**Given exercise 1**. Please find each line of the rows below that contains the word "building" and copy those lines.

**Passage to read**.
================================

Lyon hopes to extract more bounce from the Gabba

Nathan Lyon seems to enjoy bowling at the Gabba: he has 24 wickets at 23.95 © Getty Images

Statistics can tell a story, but which story depends on which statistics. For example, how should Nathan Lyon expect to go against Pakistan at the Gabba this week? Badly, if you look at his Test record against Pakistan: three wickets at 140.66. Brilliantly, if you consider his Test record at the Gabba: 24 wickets at 23.95. It is the latter that gives Lyon confidence after he struggled against Pakistan in the UAE in 2014.

“They play spin well but hopefully I can generate a bit more bounce than I did in the UAE,” Lyon said in Brisbane on Monday. “Hopefully there will be a little bit more pace in the wicket as well so if there are any nicks they will carry and I will be able to hit the splice of the bats with a few bat-pads and a few caught I hope.”

Lyon is far from the only spinner who has enjoyed working at the Gabba: at no venue did Shane Warne take more Test wickets than the 68 he accumulated in Brisbane. And yet, every year Lyon is bemused – and amused – by the media’s preoccupation with pace at the Gabba. Will Australia play four fast men? Lyon hasn’t missed a Gabba Test, and he’s not about to now.

“I’ll tell you one thing, this is my sixth [Gabba] Test and every year you guys seem to write that,” Lyon said. “So I’ll leave you guys to write that, that there’s going to be four quicks and stuff. I’m confident of playing, I’ll put it that way.”

================================

**Given exercise 2**. From the Nathan Lyon article above, write out the passage that starts at "Statistics can tell" and ends with "UAE in 2014.".

**Material**.
================================

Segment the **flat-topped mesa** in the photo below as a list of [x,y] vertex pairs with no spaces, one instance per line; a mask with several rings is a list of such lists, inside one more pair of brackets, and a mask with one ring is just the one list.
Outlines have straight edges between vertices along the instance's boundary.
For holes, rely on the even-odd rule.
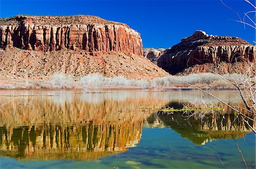
[[98,16],[17,15],[0,19],[0,48],[40,52],[84,50],[142,56],[140,34],[126,24]]
[[193,33],[192,36],[181,39],[181,42],[191,40],[197,40],[201,39],[205,39],[208,37],[209,35],[207,35],[205,32],[202,31],[196,31],[194,33]]
[[158,65],[174,74],[195,65],[255,61],[255,45],[242,39],[208,35],[196,31],[166,50],[158,60]]

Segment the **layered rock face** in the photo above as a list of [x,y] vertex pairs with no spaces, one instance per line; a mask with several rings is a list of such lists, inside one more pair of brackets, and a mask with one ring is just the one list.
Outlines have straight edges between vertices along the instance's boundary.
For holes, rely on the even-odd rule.
[[197,64],[255,61],[255,48],[238,37],[208,35],[197,31],[167,49],[158,60],[158,65],[176,74]]
[[155,65],[158,65],[159,57],[164,53],[164,48],[143,48],[143,56]]
[[97,16],[0,19],[0,77],[98,73],[148,80],[168,75],[143,57],[142,49],[137,31]]
[[16,16],[0,20],[0,48],[47,52],[85,50],[142,55],[139,33],[97,16]]

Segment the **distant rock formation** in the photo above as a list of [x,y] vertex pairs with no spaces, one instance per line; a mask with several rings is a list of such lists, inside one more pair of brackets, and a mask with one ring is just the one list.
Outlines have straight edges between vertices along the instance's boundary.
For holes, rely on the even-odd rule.
[[3,49],[0,49],[1,76],[23,77],[24,69],[30,77],[59,71],[146,79],[168,75],[143,57],[138,32],[125,24],[94,16],[0,19],[0,48]]
[[[174,74],[196,65],[255,61],[255,46],[237,37],[208,35],[201,31],[167,49],[158,65]],[[197,73],[200,73],[200,70]]]
[[158,59],[166,50],[164,48],[143,48],[143,56],[157,65]]

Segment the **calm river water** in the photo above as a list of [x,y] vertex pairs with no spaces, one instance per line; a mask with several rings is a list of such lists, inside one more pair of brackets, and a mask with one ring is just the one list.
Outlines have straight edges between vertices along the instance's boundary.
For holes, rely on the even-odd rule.
[[[236,91],[211,92],[241,108]],[[255,168],[255,136],[226,107],[158,111],[197,100],[221,106],[193,91],[0,90],[0,168],[244,168],[237,145]]]

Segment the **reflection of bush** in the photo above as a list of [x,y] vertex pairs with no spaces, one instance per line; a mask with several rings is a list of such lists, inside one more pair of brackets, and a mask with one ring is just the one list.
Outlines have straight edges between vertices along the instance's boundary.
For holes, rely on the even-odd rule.
[[[173,103],[169,106],[179,109],[184,105]],[[219,114],[205,114],[203,120],[181,112],[170,113],[158,112],[151,115],[148,121],[151,124],[157,121],[161,126],[170,127],[181,137],[191,140],[196,145],[204,144],[214,140],[240,138],[251,132],[242,120],[234,114],[230,114],[230,109],[226,108],[225,110],[226,112]]]
[[77,124],[98,120],[138,120],[153,112],[147,108],[159,108],[168,103],[160,98],[156,99],[151,93],[119,95],[122,97],[115,98],[116,94],[109,93],[75,94],[60,103],[57,103],[61,100],[59,98],[64,96],[20,97],[11,102],[2,101],[7,103],[1,107],[4,113],[0,113],[0,126]]
[[0,152],[18,158],[97,158],[135,146],[142,131],[142,121],[1,127]]

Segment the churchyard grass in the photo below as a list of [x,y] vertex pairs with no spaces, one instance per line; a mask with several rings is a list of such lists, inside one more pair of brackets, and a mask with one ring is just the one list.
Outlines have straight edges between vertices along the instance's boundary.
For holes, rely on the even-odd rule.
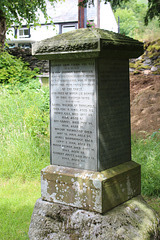
[[[0,87],[0,141],[0,239],[26,240],[40,197],[40,171],[49,165],[48,88]],[[142,165],[142,194],[160,213],[159,142],[159,132],[132,138],[132,159]]]

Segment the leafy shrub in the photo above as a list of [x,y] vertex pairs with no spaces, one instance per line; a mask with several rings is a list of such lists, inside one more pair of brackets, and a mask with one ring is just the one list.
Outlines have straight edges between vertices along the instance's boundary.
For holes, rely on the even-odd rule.
[[49,164],[49,88],[0,86],[0,177],[39,178]]
[[132,159],[141,165],[142,194],[160,196],[160,130],[146,139],[132,139]]
[[29,83],[36,77],[39,69],[31,71],[27,63],[10,55],[8,52],[0,52],[0,83],[17,85]]

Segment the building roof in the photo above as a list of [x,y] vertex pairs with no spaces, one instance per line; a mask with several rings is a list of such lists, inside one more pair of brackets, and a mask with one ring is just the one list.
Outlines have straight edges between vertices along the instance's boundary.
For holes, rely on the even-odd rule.
[[[54,23],[60,22],[78,22],[78,0],[58,1],[51,6],[47,1],[47,12]],[[87,18],[93,20],[96,16],[96,7],[91,5],[87,7]],[[45,23],[45,19],[40,15],[40,22]]]

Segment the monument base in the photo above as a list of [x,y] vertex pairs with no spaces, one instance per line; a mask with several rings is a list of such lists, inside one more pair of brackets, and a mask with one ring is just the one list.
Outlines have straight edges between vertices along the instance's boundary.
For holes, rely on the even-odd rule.
[[43,200],[105,213],[141,192],[140,165],[129,161],[102,172],[50,165],[41,171]]
[[160,239],[158,215],[141,196],[102,215],[38,199],[29,228],[30,240]]

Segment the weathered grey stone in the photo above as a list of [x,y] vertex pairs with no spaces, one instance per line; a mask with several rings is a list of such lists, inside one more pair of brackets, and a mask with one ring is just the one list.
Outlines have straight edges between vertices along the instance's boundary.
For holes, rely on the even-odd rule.
[[117,51],[121,57],[138,57],[143,43],[103,29],[81,28],[36,42],[32,48],[33,55],[47,60],[117,56]]
[[41,174],[43,200],[99,213],[141,192],[140,165],[132,161],[102,172],[50,165]]
[[158,215],[141,196],[105,215],[38,199],[29,228],[30,240],[160,239]]

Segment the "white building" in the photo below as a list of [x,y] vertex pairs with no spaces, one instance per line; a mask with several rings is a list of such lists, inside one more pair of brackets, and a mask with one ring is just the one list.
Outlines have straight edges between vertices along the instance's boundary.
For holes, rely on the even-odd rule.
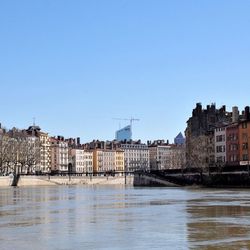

================================

**Exercise result 1**.
Segment the building roof in the photo above as a list of [x,y] vertex pairs with no spaces, one instance per line; a mask with several rings is a list of such lists, inside one more pair of brackets, and a mask with one ring is just the one list.
Segment the "white building" in the photo below as a list of [x,y] vertex pairs with no spaces, one instance per line; a mask with several rings is a list of such lists, inside one more pair of brackets, and a mask with one ring is just the one list.

**Exercise result 2**.
Statistics can tell a story, but which story depends on which statistics. For example, how should Nathan Lyon expect to go against Pakistan at the Gabba this week? Badly, if you look at his Test record against Pakistan: three wickets at 140.66. Brilliantly, if you consider his Test record at the Gabba: 24 wickets at 23.95. It is the latter that gives Lyon confidence after he struggled against Pakistan in the UAE in 2014.